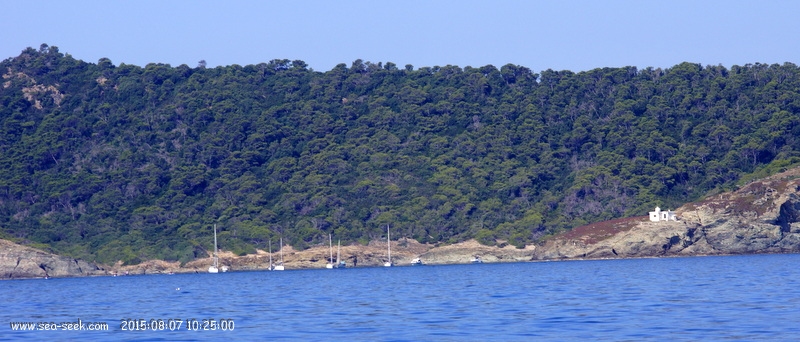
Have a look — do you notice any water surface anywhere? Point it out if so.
[0,255,800,341]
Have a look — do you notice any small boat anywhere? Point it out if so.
[383,224,394,267]
[273,238,285,271]
[325,234,333,269]
[267,239,275,271]
[208,223,219,273]
[336,240,347,268]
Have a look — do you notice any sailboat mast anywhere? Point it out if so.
[214,223,218,268]
[386,224,392,264]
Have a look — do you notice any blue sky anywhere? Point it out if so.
[0,0,800,72]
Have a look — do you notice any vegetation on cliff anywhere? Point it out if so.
[0,45,800,263]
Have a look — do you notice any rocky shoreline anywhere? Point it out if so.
[0,168,800,279]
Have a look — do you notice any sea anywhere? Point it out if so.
[0,254,800,341]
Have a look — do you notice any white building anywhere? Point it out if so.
[650,207,678,222]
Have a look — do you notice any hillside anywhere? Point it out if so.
[0,167,800,279]
[0,44,800,264]
[534,168,800,260]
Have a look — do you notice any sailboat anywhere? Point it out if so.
[325,234,333,269]
[383,224,394,267]
[267,239,275,271]
[336,240,347,268]
[275,238,284,271]
[208,223,219,273]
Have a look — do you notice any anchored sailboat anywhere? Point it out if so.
[325,234,333,269]
[275,238,284,271]
[267,239,275,271]
[383,224,394,267]
[208,223,219,273]
[336,240,347,268]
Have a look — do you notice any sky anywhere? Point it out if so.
[0,0,800,72]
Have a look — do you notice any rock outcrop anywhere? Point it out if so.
[6,168,800,279]
[533,168,800,260]
[0,240,106,279]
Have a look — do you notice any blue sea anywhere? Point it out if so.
[0,255,800,341]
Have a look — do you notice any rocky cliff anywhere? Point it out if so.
[0,240,106,279]
[0,168,800,279]
[533,168,800,260]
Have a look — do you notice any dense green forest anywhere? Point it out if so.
[0,44,800,263]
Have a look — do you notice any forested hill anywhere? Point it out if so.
[0,45,800,263]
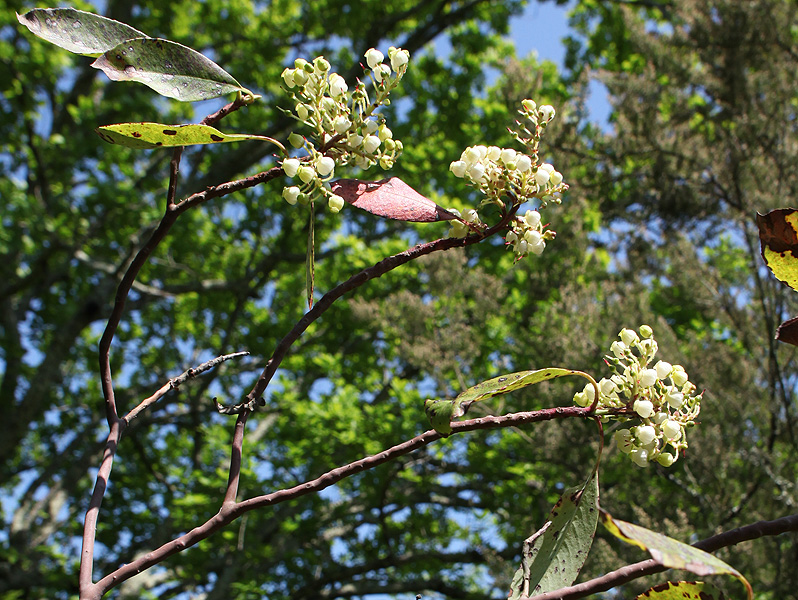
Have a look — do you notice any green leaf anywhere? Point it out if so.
[601,510,753,600]
[509,473,599,600]
[92,38,251,102]
[95,123,283,148]
[17,8,148,56]
[305,200,316,310]
[424,367,587,435]
[635,581,726,600]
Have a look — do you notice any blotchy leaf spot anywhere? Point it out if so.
[635,581,726,600]
[92,38,248,102]
[17,8,147,56]
[330,177,457,223]
[509,473,599,600]
[96,123,276,148]
[601,510,753,600]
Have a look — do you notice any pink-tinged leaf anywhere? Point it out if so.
[330,177,457,223]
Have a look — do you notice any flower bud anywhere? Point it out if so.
[449,160,468,177]
[283,158,301,177]
[634,398,654,419]
[297,165,316,183]
[364,48,385,69]
[327,194,344,213]
[662,419,682,440]
[618,329,638,346]
[316,156,335,177]
[283,185,300,206]
[635,425,657,446]
[638,369,657,387]
[654,360,673,379]
[515,154,532,173]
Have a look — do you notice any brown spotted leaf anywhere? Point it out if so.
[756,208,798,346]
[330,177,457,223]
[95,123,277,148]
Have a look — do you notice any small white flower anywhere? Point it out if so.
[363,135,380,154]
[283,185,300,206]
[297,166,316,183]
[662,419,682,440]
[388,48,410,72]
[538,104,556,123]
[635,425,657,446]
[634,398,654,419]
[629,448,648,467]
[665,392,684,409]
[449,160,468,177]
[524,210,540,229]
[330,73,349,98]
[316,156,335,177]
[535,165,549,185]
[283,158,301,177]
[327,194,344,213]
[654,360,673,379]
[638,369,657,387]
[364,48,385,69]
[515,154,532,173]
[618,329,638,346]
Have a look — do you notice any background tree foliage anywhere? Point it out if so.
[0,0,798,599]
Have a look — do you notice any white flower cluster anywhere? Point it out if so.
[282,47,410,212]
[449,100,568,259]
[574,325,703,467]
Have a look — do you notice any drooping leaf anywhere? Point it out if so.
[509,473,599,600]
[635,581,726,600]
[95,123,282,148]
[756,208,798,290]
[601,510,753,600]
[305,200,316,310]
[756,208,798,346]
[17,8,148,56]
[330,177,457,223]
[424,367,585,435]
[92,38,250,102]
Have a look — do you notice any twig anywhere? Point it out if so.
[95,406,591,600]
[522,514,798,600]
[122,351,249,425]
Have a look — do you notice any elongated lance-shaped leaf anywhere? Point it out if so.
[305,200,316,310]
[17,8,148,56]
[92,38,251,102]
[509,472,599,600]
[95,123,285,151]
[601,510,754,600]
[635,581,726,600]
[424,367,589,435]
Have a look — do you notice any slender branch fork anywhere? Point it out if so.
[78,98,798,600]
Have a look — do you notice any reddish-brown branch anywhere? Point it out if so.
[95,406,590,600]
[531,514,798,600]
[244,213,513,406]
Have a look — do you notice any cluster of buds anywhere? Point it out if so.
[574,325,703,467]
[282,47,410,212]
[449,100,568,259]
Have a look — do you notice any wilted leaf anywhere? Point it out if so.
[17,8,147,56]
[305,200,316,310]
[635,581,726,600]
[330,177,457,223]
[601,510,753,600]
[509,473,599,600]
[756,208,798,346]
[92,38,248,102]
[95,123,277,148]
[424,367,584,435]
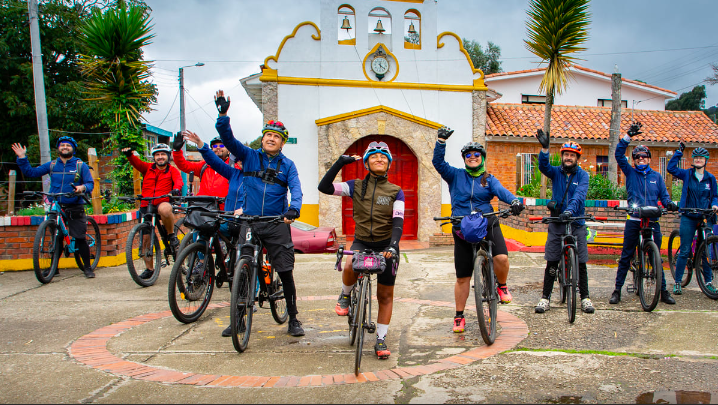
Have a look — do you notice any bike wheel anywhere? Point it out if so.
[75,217,102,270]
[693,235,718,300]
[474,254,499,345]
[269,270,289,325]
[32,220,62,284]
[638,241,663,312]
[668,230,693,287]
[563,247,578,323]
[354,274,371,375]
[229,258,257,353]
[167,242,214,323]
[125,222,162,287]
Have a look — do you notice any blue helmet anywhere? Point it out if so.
[55,136,77,154]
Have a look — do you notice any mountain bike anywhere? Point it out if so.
[529,211,607,323]
[229,213,289,353]
[668,208,718,299]
[434,209,511,345]
[23,191,102,284]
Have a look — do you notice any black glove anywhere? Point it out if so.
[284,209,299,221]
[214,96,229,114]
[511,199,524,215]
[536,129,551,149]
[627,122,643,138]
[439,127,454,141]
[172,132,184,152]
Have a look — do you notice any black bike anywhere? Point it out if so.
[229,214,289,353]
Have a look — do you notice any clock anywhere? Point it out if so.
[371,55,389,80]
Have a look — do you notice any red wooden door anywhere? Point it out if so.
[342,135,419,239]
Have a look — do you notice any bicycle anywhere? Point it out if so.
[22,191,102,284]
[119,194,180,287]
[229,213,289,353]
[334,246,399,375]
[668,208,718,299]
[434,209,511,345]
[613,206,668,312]
[529,211,608,323]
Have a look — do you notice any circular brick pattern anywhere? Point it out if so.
[68,296,528,388]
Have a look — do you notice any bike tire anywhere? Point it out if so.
[167,242,214,323]
[668,230,693,287]
[693,235,718,300]
[354,274,371,375]
[563,246,578,323]
[32,220,62,284]
[125,222,162,287]
[229,258,257,353]
[74,216,102,270]
[638,241,663,312]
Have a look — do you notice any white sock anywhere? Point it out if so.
[376,323,389,339]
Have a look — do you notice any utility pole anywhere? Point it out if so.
[27,0,50,192]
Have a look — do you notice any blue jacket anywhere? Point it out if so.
[431,142,516,216]
[17,156,95,205]
[539,151,588,225]
[616,137,671,211]
[215,116,302,215]
[667,150,718,219]
[198,143,244,212]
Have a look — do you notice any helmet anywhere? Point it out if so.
[631,145,651,160]
[55,136,77,153]
[461,142,486,159]
[559,141,583,156]
[691,148,710,160]
[262,120,289,142]
[151,143,172,156]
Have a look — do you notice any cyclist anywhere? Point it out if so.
[431,127,523,333]
[214,90,304,336]
[667,142,718,295]
[534,129,595,314]
[318,142,404,359]
[608,122,678,305]
[12,136,95,278]
[122,143,184,279]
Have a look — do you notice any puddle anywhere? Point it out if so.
[636,391,718,404]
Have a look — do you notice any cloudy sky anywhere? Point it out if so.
[145,0,718,145]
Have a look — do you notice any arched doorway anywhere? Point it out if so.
[342,135,419,239]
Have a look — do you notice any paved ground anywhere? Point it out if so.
[0,248,718,403]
■ ■ ■ ■
## INSTRUCTIONS FOR THE TASK
Could you turn the stretch of the listing above, from the line containing "Have a look — do you notice any black bike" through the line containing "[68,296,528,388]", into a numbered list with any blank lines dropped?

## ANSWER TO THIS PROBLEM
1. Have a look — do you notice any black bike anywhere? Point it out if so.
2. [229,214,289,353]
3. Have a look — do you notice any clock anywhere? Point it out if so.
4. [371,55,389,80]
5. Have a look — do you notice any red wooden door anywhere? Point it out if so.
6. [342,135,419,239]
7. Have a look — do you notice any bicycle anywhere? Point it out if so.
8. [22,191,102,284]
9. [119,194,180,287]
10. [229,213,289,353]
11. [334,246,399,375]
12. [668,208,718,299]
13. [434,209,511,345]
14. [613,206,668,312]
15. [529,211,608,323]
16. Have a look — do you notice any circular brick pattern anywhere? Point it out if so.
17. [68,296,528,388]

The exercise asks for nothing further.